Enunciado da tarefa:
Copie o trecho do vocabulário caiçara que começa nas palavras que contêm "Vocabulário" e termina em "(de vento, mar)", trocando "canoa" por "barco".

Vocabulário
Algumas palavras se adaptam à frase ou ao contexto, mas, em resumo, há um dicionário caiçara todo próprio. Conheça algumas expressões usadas pelo pessoal das ilhas do Litoral paranaense:
Intiruma: puro ou em jejum
Munturo: lixo
Taveve: cinzas
Vanzero: onda, marola
Sanananga: molenga, mole
Alemarde: grande
Batelão: canoa
Tipumã: espuma
Refega: rajada, força (de vento, mar)
Panapaneando: perambulando, borboleteando
Argures: por aí
Pinchando: jogando
Ta safo?: Ok? Entendeu?

Dados extraídos:
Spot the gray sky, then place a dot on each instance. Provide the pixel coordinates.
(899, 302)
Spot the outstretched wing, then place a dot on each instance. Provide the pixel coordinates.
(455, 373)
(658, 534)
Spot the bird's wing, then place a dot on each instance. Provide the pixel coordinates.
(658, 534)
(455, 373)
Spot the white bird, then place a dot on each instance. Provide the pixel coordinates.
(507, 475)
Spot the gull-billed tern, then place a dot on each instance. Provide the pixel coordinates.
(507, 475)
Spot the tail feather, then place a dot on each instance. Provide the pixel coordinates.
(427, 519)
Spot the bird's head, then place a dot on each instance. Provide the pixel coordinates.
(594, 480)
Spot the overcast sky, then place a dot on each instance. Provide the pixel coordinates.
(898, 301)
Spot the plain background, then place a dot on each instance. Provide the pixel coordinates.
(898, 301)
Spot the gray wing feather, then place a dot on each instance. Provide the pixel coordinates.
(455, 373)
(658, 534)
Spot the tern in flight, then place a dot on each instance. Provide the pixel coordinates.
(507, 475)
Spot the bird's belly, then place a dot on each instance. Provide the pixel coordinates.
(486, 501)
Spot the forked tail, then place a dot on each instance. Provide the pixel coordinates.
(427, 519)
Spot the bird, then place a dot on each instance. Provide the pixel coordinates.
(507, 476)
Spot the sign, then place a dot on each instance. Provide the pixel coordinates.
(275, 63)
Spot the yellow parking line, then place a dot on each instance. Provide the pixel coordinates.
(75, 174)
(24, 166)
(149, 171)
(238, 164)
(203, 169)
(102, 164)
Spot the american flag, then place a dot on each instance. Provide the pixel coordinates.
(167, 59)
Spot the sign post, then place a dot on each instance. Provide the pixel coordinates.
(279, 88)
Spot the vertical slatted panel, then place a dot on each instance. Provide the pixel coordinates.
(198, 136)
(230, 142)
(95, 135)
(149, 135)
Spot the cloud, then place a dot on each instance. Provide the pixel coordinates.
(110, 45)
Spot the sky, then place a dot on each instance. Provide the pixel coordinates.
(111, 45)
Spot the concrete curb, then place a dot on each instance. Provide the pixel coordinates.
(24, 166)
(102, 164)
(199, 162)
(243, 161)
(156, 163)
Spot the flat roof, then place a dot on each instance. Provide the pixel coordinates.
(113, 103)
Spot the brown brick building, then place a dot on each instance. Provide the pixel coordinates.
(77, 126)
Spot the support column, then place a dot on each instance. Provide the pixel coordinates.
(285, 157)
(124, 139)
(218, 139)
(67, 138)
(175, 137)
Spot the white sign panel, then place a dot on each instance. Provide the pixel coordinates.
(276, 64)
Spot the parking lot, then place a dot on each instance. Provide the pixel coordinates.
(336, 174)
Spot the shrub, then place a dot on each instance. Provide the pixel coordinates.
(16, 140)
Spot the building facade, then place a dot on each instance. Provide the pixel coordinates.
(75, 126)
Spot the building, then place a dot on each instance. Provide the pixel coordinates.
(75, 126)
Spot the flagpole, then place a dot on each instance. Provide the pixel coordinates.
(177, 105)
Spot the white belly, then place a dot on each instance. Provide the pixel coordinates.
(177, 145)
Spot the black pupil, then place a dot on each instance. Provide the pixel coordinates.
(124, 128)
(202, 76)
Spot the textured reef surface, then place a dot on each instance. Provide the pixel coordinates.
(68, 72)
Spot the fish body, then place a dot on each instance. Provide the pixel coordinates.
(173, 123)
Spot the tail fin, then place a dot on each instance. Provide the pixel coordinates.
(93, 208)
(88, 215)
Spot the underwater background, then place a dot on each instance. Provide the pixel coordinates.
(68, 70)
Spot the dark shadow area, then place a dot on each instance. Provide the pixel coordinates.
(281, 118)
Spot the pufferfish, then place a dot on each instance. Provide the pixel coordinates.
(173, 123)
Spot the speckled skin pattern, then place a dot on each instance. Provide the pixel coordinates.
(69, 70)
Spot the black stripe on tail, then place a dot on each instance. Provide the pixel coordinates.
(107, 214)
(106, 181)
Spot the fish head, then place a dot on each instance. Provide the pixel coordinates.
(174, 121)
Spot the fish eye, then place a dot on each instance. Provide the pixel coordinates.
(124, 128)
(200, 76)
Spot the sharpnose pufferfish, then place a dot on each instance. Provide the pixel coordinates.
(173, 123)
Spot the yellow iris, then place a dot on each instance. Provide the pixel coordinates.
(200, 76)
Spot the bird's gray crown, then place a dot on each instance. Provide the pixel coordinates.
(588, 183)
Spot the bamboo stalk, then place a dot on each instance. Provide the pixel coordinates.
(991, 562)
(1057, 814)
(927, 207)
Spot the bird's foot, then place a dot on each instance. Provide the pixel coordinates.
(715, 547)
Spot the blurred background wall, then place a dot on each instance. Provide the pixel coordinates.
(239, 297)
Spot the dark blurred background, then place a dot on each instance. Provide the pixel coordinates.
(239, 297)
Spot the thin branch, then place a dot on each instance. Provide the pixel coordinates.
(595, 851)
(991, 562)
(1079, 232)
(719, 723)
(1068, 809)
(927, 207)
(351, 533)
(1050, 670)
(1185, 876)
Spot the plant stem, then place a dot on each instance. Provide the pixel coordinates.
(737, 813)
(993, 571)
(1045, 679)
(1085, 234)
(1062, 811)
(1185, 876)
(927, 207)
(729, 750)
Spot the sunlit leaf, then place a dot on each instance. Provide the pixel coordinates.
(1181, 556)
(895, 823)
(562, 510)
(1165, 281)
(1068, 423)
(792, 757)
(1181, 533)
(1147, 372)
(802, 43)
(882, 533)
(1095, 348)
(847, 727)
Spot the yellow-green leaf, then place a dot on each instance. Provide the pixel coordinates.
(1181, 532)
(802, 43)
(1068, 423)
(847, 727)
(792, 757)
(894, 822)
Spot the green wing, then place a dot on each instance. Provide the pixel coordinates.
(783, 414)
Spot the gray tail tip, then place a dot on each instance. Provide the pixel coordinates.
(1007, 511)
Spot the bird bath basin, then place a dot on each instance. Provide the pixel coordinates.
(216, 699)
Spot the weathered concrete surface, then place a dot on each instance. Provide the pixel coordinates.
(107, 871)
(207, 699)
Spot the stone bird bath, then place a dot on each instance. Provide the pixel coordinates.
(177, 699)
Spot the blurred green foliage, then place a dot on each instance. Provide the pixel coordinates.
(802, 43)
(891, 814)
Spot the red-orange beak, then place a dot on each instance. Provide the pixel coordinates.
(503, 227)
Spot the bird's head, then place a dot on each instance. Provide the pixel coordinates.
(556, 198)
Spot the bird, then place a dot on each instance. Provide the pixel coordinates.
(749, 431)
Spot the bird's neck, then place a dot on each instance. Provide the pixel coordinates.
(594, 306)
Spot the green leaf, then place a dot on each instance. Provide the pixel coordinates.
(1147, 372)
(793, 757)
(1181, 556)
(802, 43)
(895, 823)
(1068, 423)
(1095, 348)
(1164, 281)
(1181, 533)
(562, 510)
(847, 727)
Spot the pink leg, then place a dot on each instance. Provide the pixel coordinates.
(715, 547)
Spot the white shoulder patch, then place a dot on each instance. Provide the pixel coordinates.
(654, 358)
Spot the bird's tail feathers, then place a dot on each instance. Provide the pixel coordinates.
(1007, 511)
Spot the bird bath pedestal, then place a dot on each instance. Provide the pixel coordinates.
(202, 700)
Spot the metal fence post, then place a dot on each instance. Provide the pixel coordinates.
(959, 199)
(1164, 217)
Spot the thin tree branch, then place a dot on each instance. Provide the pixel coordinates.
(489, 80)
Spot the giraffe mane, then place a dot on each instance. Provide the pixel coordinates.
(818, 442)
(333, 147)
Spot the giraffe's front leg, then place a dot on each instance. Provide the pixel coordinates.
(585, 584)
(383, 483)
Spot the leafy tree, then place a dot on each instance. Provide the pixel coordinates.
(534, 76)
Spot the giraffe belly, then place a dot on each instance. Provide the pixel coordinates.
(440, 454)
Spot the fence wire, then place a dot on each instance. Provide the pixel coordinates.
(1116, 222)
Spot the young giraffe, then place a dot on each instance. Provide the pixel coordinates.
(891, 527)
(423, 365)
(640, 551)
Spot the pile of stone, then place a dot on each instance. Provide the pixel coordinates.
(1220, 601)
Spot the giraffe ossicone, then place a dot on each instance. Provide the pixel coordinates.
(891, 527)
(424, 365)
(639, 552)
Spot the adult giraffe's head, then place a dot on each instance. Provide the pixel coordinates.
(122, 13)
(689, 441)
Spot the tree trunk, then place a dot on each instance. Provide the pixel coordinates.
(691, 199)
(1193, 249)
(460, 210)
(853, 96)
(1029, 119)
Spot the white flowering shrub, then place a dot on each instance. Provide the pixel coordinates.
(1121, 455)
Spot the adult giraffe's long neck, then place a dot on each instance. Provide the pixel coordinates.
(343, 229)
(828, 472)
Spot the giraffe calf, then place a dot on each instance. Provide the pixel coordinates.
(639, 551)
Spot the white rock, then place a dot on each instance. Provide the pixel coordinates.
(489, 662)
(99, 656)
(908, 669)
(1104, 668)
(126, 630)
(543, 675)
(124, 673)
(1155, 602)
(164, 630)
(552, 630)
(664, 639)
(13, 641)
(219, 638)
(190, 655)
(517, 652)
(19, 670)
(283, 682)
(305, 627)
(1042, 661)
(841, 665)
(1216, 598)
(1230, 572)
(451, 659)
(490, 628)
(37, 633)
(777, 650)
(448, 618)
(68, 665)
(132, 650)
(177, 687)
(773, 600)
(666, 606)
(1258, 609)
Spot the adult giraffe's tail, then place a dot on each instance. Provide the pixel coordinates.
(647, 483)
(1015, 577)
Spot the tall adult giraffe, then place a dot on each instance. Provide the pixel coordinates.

Resposta esperada:
Vocabulário
Algumas palavras se adaptam à frase ou ao contexto, mas, em resumo, há um dicionário caiçara todo próprio. Conheça algumas expressões usadas pelo pessoal das ilhas do Litoral paranaense:
Intiruma: puro ou em jejum
Munturo: lixo
Taveve: cinzas
Vanzero: onda, marola
Sanananga: molenga, mole
Alemarde: grande
Batelão: barco
Tipumã: espuma
Refega: rajada, força (de vento, mar)